DIRECTIONS =>
Transcribe all the entries word for word, skipping the pictures.

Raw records

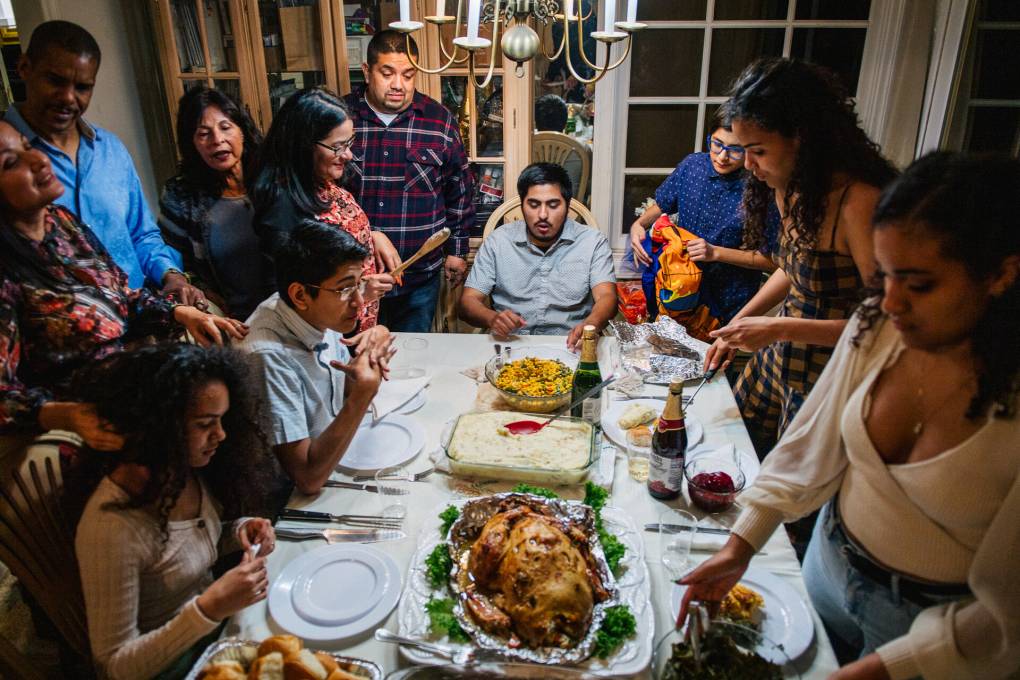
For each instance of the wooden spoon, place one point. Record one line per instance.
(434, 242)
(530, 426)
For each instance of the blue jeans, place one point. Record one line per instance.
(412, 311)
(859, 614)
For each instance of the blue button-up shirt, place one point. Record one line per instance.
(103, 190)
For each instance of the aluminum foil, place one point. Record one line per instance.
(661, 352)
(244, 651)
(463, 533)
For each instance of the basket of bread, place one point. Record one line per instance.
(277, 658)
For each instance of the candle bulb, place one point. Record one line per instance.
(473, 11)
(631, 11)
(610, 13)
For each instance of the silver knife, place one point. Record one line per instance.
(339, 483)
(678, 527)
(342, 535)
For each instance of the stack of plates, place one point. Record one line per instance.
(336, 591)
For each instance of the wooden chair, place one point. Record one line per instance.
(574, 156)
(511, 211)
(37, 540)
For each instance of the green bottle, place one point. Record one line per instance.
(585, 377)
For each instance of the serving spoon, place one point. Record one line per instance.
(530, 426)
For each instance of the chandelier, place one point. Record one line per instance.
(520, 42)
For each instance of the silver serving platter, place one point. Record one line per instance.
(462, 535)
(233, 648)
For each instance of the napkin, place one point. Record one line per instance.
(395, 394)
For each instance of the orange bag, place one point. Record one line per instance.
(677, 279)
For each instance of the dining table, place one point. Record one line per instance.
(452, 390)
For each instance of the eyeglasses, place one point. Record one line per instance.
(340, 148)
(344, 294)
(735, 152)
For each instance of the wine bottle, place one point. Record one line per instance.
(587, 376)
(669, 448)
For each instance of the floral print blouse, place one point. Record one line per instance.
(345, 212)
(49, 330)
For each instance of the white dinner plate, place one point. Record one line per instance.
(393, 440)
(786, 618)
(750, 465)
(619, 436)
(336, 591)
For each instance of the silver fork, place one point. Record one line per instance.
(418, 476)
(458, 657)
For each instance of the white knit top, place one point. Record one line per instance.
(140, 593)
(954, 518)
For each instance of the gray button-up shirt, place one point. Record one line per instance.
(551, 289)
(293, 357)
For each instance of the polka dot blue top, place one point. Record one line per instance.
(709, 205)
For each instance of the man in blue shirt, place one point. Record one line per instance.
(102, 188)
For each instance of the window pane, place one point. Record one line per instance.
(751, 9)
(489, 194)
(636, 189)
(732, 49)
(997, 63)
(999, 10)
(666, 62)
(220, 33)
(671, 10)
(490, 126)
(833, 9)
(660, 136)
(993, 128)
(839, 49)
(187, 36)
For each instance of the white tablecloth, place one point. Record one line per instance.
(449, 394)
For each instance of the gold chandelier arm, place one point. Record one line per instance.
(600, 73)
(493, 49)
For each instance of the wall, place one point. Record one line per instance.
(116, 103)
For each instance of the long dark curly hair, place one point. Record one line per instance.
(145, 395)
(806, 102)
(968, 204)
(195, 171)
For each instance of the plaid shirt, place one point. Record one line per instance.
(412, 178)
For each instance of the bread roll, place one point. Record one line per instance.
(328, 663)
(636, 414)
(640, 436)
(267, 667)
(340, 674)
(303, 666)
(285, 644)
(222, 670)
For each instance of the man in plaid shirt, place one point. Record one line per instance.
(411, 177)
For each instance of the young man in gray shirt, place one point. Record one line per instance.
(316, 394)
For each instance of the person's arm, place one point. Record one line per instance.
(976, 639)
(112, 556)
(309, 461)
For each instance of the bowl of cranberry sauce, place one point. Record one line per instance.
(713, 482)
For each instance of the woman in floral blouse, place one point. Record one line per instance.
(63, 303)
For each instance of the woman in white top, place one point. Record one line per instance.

EXERCISE ANSWER =>
For each instance of the wooden spoon, place one point. Record one line per instance.
(434, 242)
(530, 426)
For each instance of the blue jeans, place one point. Record one line per instance.
(412, 311)
(859, 614)
For each instance of the blue button-up shirt, place one point. Record one line per instance.
(103, 190)
For each instance of the aluminum foil, place one point. Record one line per instance.
(661, 352)
(244, 651)
(463, 533)
For each instance of the basket of bread, place one point. Record one line per instance.
(277, 658)
For each instance of the candle bulb, place one point. Record one line per instance.
(473, 11)
(631, 11)
(610, 13)
For each instance of the silver knife, place one point. Record one line per instance.
(339, 483)
(678, 527)
(342, 535)
For each instance of the stack of plates, place one point. Record one line per instance.
(336, 591)
For each instance of the wooden chair, place one point. Record one line per instance.
(574, 156)
(511, 211)
(37, 540)
For each instance of the green bottle, place one point. Record one line per instance.
(585, 377)
For each instance of the serving spoon, place one point. Record one line per instance.
(530, 426)
For each instance of the chandelier, place one point. Record one line per instance.
(520, 42)
For each instance of the silver serving platter, place one point. Record one line per instance.
(462, 535)
(233, 648)
For each instance of the napkin, place one point. Record one line per instance.
(395, 394)
For each instance of the orange bag, place one point. Record one line per instance.
(677, 279)
For each instance of the dining table, place one point. Record one line per instance.
(452, 390)
For each instance of the eyeglasses, place one point. Record one line per instance.
(340, 148)
(344, 294)
(735, 152)
For each instance of the wine bottle, place one point. Record one line per instance.
(587, 376)
(669, 448)
For each instance of the floral print blouse, place one point. Record one line per instance.
(345, 212)
(49, 330)
For each instance of the white dinner plate, place one point. Record one line per instance.
(393, 440)
(786, 618)
(750, 465)
(619, 436)
(336, 591)
For each instance of the silver fork, place one point. Record one line per instance.
(418, 476)
(458, 657)
For each instance of the white knit top, place one point. Record one line per instance.
(140, 593)
(954, 518)
For each instance of the gray button-up shirt, place one point. Record one line per instance.
(551, 289)
(293, 357)
For each instance of the polka dot blue top, place one point. Record one line per instance.
(709, 205)
For each instance of the man in blue shirt, place one point. Record one line per instance.
(102, 188)
For each instance of the window pane, place one point. Record one line per instance.
(751, 9)
(489, 194)
(636, 189)
(732, 49)
(997, 63)
(999, 10)
(666, 62)
(220, 33)
(671, 10)
(490, 126)
(833, 9)
(660, 136)
(993, 128)
(839, 49)
(187, 36)
For each instance of the white tablecloth, place one point. Record one line per instance.
(449, 394)
For each instance of the gold chandelier arm, place one point. Record one line per instance.
(600, 73)
(493, 49)
For each instance of the wall, place one point. Record one line per instance.
(116, 103)
For each instance of the long dark curly hair, place one point. Record one line per instance.
(145, 395)
(806, 102)
(968, 204)
(195, 171)
For each instance of the plaid shirt, place one point. Record one line per instance.
(412, 178)
For each instance of the bread roll, place one point. Record one line per instance.
(328, 663)
(636, 414)
(640, 436)
(267, 667)
(340, 674)
(303, 666)
(285, 644)
(222, 670)
For each instance of the man in plaid shirt, place one point. Record one line per instance.
(411, 177)
For each instance of the young man in gray shirt, place one point. Record one line per instance.
(316, 394)
For each instance of the person's arm, place one point. Record one line per instance.
(976, 639)
(112, 556)
(309, 461)
For each instance of the bowl of cranberry sauce, place one point. Record one line per instance.
(713, 482)
For each instance of the woman in floral blouse, place one point. Record one line per instance.
(63, 303)
For each instance of the woman in white top, place one point. Record one line per instance.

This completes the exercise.